Text
On the announcement of the upcoming publication of Pommereul's work, Linnaeus the Younger congratulated her and named a plant in her honor, Pommereulla cornucopiae l. f. The plant thus named according to the Linnaean nomenclature was inserted into the Linnaean system. Dombey dedicated the Dugagesia margaritifera to her, but the plant had already been named by the Spanish botanists Ruiz and Pavón. The Royal Academy of Medicine in Madrid, on the initiative of Casimiro Gómez Ortega, correspondent of the Royal Academy of Sciences since 1776, awarded her a diploma.

In 1779, the publication of Élisabeth's work was anticipated. Some publications at the time praised her imminent work as evidence for the morality of educating women. The educator Jean Verdier also paid her a strong tribute in the article "botanique", in the Encyclopédie méthodique. Fortunée Briquet assures us in 1804 that Pommereul is indeed the author of a botanical work. On the other hand, Palisot de Beauvois, dictated that the work was never published and that the manuscript appeared to be misplaced. It seems that illness prevented her from completing the planned work.

Mme. Dugage's existence has long been ignored. The absence of a published work and her practice of botany in the direct entourage of Jussieu have until recently aroused indifference and disdain on the part of botanical historians.

== Death ==
Mme. Dugage suffered from breast cancer, which she tried in vain to relieve by affixing magnetic metal plates. She took part in the magnetotherapy experiments of Father Le Noble, then sought the benefits of the climate of the south of France during the winter of 1781. Élisabeth died in Forcalquier on 3 July 1782.

Activity
Reproduce, word for word, the stretch of the botany text from "In 1779, the" through "the planned work.".

Entries shown
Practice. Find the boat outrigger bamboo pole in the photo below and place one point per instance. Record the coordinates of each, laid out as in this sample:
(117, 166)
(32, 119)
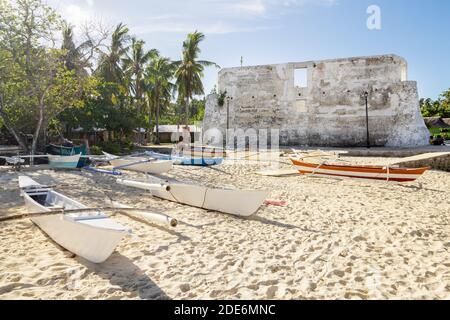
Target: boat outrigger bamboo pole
(144, 213)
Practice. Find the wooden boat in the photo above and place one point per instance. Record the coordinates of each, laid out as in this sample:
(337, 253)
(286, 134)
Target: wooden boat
(140, 164)
(385, 173)
(187, 161)
(237, 202)
(204, 152)
(64, 162)
(91, 235)
(59, 150)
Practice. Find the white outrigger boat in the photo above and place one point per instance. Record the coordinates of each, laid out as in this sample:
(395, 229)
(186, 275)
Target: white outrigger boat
(91, 235)
(140, 164)
(55, 162)
(237, 202)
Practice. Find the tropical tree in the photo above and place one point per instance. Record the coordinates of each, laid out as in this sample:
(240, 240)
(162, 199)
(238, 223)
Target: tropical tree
(74, 56)
(35, 85)
(159, 74)
(436, 108)
(110, 65)
(134, 67)
(189, 71)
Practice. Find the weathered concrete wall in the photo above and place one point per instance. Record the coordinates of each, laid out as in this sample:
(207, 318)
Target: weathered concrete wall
(330, 111)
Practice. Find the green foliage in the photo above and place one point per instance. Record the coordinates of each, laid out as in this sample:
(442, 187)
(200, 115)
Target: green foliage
(111, 147)
(438, 108)
(118, 86)
(221, 98)
(443, 132)
(190, 71)
(96, 150)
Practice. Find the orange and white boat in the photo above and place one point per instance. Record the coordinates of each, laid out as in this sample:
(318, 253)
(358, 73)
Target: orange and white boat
(385, 173)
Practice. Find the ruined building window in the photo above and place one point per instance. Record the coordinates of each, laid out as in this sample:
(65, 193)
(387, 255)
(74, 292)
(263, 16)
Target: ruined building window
(301, 77)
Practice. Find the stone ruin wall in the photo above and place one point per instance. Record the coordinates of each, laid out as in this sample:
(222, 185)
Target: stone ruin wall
(330, 110)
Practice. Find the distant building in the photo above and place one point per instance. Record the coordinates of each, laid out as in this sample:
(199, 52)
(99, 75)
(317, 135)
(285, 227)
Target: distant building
(171, 133)
(319, 103)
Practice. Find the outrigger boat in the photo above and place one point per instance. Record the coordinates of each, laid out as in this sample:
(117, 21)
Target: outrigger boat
(60, 150)
(185, 160)
(91, 235)
(237, 202)
(139, 164)
(64, 162)
(56, 162)
(322, 164)
(204, 152)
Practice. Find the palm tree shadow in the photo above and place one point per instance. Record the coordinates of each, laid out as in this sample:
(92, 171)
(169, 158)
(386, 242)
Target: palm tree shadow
(279, 224)
(122, 272)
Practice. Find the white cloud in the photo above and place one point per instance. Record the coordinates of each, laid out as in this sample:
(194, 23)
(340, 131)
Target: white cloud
(250, 6)
(76, 15)
(219, 27)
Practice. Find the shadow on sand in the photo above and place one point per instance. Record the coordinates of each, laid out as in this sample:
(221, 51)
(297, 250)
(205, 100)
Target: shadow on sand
(122, 272)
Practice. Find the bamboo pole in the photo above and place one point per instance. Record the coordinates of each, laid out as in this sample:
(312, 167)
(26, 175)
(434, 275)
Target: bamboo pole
(141, 212)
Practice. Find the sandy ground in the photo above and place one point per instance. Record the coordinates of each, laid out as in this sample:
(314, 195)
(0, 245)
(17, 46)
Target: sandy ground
(336, 239)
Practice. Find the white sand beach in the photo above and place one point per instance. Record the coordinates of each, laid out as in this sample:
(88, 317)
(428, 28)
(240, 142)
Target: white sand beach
(335, 239)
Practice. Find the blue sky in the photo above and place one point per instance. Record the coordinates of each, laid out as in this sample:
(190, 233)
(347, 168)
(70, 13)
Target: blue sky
(278, 31)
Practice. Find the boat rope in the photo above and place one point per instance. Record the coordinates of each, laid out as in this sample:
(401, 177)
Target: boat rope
(204, 198)
(63, 211)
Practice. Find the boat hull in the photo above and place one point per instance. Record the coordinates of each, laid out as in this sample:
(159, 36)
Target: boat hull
(359, 172)
(64, 162)
(92, 238)
(155, 167)
(68, 151)
(237, 202)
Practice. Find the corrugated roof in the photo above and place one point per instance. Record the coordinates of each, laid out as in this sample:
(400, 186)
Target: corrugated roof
(175, 128)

Answer to the exercise
In 1779, the publication of Élisabeth's work was anticipated. Some publications at the time praised her imminent work as evidence for the morality of educating women. The educator Jean Verdier also paid her a strong tribute in the article "botanique", in the Encyclopédie méthodique. Fortunée Briquet assures us in 1804 that Pommereul is indeed the author of a botanical work. On the other hand, Palisot de Beauvois, dictated that the work was never published and that the manuscript appeared to be misplaced. It seems that illness prevented her from completing the planned work.